Mastercard Vs. Visa: Which One Is A Better Buy?
Summary:
- Focusing on high dividend growth over a high starting yield can lead to higher returns in the long run.
- Mastercard and Visa operate in an oligopoly and have wide moats, very profitable businesses with mid-double-digit EPS growth expectations, making them attractive investments.
- Both companies offer low dividend yields but have double-digit dividend growth rates that are expected to continue eventually compounding.
- While high-quality businesses are rarely on sale, both Mastercard and Visa are currently trading at a discount to their 5-year averages.
- I like both companies, but let me show you why I think one will deliver superior returns over the other.
As a decade-long dividend growth investor, I always enjoy writing about wide-moat dividend growth companies that are reshaping the way we live and have long growth potential ahead of them because they operate in growing markets.
Yet, as I am ‘only’ in my 30s, I always prefer high dividend growth over high starting yield in most cases. That is why I never look at the dividend yield as a starting criterion for my investments, and I am open to investing in a company with, let’s say, a 1% dividend yield.
The reason for that is simple: compounding.
If you have a long enough investing time horizon ahead of you, the starting yield does not matter because you probably going to reinvest the dividends anyway.
Consider that investing in a company with as low as a 1% dividend, which grows its dividend at 15% annually given the business performs well, can grow into a 14.8% yield on cost after 20 years.
That well outperforms a business with a 5% starting yield, which grows its dividend only at 3% rate annually, where the yield on cost at the end of the same duration would be 8.8%.
Starting Yield | DGR | Yield on Cost After 10 Years | After 20 Years | |
Scenario 1 | 1.0% | 15.0% | 3.5% | 14.8% |
Scenario 2 | 5.0% | 3.0% | 6.5% | 8.8% |
Of course, it’s important to acknowledge that if the company doesn’t sustain its growth, the yield at the end may be lower.

========

[Set task A]: Translate the following sentence from the article comparing Mastercard and Visa into Spanish: "The reason for that is simple: compounding."
[Set task B]: Write out verbatim the passage of the Mastercard and Visa article from "- Both companies" to "in growing markets.".

Labeling and segmentation records:
========

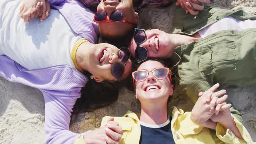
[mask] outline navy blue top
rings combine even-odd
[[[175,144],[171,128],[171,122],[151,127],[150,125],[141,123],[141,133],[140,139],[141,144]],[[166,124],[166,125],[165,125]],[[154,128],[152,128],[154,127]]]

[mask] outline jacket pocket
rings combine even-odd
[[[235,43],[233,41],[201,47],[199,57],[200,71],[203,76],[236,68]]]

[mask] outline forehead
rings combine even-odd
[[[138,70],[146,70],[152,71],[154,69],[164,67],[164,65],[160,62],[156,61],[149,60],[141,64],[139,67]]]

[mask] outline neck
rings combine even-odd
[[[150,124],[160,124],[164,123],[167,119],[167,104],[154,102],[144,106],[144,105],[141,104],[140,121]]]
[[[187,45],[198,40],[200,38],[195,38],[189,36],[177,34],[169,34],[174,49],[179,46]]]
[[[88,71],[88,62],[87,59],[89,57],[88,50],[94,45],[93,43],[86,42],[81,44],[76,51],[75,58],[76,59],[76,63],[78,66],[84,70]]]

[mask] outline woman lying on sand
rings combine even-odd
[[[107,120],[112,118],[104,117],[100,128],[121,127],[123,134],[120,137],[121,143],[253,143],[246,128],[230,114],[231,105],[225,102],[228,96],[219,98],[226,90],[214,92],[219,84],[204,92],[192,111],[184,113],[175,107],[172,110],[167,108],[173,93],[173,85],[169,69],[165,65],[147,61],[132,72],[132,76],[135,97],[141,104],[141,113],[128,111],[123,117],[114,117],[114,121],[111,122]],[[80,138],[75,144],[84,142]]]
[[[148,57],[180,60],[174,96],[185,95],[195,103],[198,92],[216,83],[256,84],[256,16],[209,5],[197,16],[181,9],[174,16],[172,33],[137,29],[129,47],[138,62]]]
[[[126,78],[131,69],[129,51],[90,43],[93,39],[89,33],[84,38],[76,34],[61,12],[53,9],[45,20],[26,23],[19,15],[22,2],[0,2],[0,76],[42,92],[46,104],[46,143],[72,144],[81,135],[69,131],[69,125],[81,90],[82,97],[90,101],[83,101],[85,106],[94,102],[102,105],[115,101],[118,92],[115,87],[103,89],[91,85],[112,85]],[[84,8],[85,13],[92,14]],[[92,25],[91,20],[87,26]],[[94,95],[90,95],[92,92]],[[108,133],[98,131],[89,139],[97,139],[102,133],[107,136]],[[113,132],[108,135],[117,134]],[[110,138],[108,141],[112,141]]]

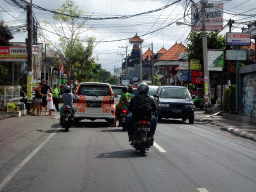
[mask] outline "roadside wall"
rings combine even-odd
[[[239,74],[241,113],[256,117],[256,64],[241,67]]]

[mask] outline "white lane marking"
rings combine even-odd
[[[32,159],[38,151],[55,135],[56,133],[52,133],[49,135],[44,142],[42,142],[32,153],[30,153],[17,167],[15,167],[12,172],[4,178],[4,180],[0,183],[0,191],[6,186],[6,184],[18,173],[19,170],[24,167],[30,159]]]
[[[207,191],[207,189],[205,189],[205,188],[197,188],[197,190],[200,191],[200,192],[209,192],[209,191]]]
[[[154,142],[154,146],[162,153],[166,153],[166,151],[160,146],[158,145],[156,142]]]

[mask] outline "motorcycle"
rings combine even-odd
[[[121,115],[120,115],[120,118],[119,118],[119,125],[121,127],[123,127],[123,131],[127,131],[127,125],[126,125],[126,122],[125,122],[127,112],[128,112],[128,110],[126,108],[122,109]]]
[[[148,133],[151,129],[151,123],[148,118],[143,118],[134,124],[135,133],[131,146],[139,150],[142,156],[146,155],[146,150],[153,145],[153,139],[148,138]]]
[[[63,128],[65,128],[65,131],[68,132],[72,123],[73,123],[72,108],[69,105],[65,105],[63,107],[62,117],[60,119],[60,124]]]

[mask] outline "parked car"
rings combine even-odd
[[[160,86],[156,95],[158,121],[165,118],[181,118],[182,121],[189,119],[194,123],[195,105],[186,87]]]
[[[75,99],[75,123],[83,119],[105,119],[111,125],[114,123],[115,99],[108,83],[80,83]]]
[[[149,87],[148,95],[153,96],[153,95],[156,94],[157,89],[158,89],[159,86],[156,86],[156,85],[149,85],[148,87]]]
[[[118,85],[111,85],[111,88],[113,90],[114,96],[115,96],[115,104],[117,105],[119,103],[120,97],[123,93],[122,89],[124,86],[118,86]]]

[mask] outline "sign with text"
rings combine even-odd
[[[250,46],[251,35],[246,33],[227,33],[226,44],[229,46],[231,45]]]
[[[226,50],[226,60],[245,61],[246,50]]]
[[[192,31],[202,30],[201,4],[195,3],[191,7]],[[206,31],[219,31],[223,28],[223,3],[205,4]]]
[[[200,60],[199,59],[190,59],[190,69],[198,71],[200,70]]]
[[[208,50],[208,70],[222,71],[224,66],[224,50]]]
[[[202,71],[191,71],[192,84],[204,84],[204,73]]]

========

[Solution A]: La razón es sencilla: el interés compuesto.

[Solution B]:
- Both companies offer low dividend yields but have double-digit dividend growth rates that are expected to continue eventually compounding.
- While high-quality businesses are rarely on sale, both Mastercard and Visa are currently trading at a discount to their 5-year averages.
- I like both companies, but let me show you why I think one will deliver superior returns over the other.
As a decade-long dividend growth investor, I always enjoy writing about wide-moat dividend growth companies that are reshaping the way we live and have long growth potential ahead of them because they operate in growing markets.